___ ENTRIES PROVIDED ___

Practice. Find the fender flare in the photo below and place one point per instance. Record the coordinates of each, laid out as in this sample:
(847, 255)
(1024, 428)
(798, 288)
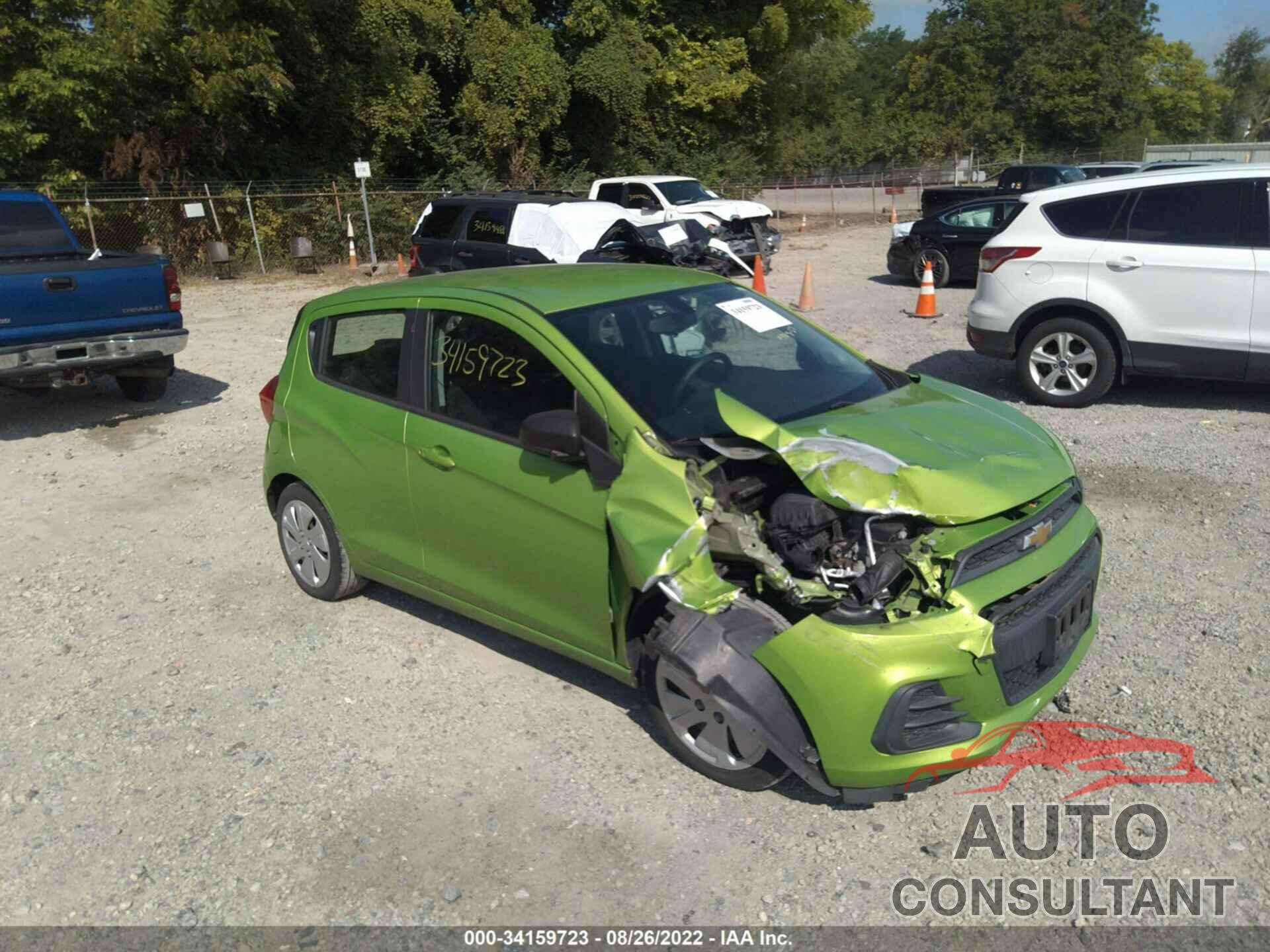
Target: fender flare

___

EXERCISE GOAL: State how many lines of the records above contain the word "flare", giving only that number.

RESULT FOR THIS EXERCISE: 2